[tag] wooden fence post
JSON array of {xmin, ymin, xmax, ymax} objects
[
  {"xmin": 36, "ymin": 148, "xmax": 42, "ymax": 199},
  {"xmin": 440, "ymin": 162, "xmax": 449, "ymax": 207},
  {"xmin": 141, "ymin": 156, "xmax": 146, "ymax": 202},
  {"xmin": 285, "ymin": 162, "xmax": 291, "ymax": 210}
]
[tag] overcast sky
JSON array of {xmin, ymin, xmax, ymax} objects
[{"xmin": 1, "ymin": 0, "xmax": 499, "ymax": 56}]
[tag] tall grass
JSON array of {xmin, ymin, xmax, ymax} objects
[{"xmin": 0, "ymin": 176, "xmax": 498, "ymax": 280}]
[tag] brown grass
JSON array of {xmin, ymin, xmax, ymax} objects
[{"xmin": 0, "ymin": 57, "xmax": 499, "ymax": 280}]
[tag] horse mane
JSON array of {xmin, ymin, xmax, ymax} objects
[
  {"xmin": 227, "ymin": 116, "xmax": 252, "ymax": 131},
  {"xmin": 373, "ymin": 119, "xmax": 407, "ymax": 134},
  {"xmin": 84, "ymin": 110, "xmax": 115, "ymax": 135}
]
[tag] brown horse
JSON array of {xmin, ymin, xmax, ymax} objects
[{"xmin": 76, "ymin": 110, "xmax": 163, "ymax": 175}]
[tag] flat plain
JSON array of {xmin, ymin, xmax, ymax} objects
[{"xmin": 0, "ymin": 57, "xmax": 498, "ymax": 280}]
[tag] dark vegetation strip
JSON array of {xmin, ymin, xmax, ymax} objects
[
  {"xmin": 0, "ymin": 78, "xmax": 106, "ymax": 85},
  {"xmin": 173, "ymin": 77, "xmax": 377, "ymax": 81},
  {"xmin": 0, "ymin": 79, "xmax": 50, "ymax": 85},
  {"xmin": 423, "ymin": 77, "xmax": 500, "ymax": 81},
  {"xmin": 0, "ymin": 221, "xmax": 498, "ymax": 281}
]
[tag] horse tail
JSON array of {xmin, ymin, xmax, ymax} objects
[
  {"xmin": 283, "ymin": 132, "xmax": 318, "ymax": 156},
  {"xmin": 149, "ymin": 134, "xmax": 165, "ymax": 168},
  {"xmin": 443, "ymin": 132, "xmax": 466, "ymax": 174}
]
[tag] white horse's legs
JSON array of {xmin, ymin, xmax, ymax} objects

**AIM OF THE TASK:**
Go through the data and copy every line that includes "horse".

**EXPECTED ANSWER:**
[tag] horse mane
[tag] brown horse
[tag] horse tail
[tag] white horse's legs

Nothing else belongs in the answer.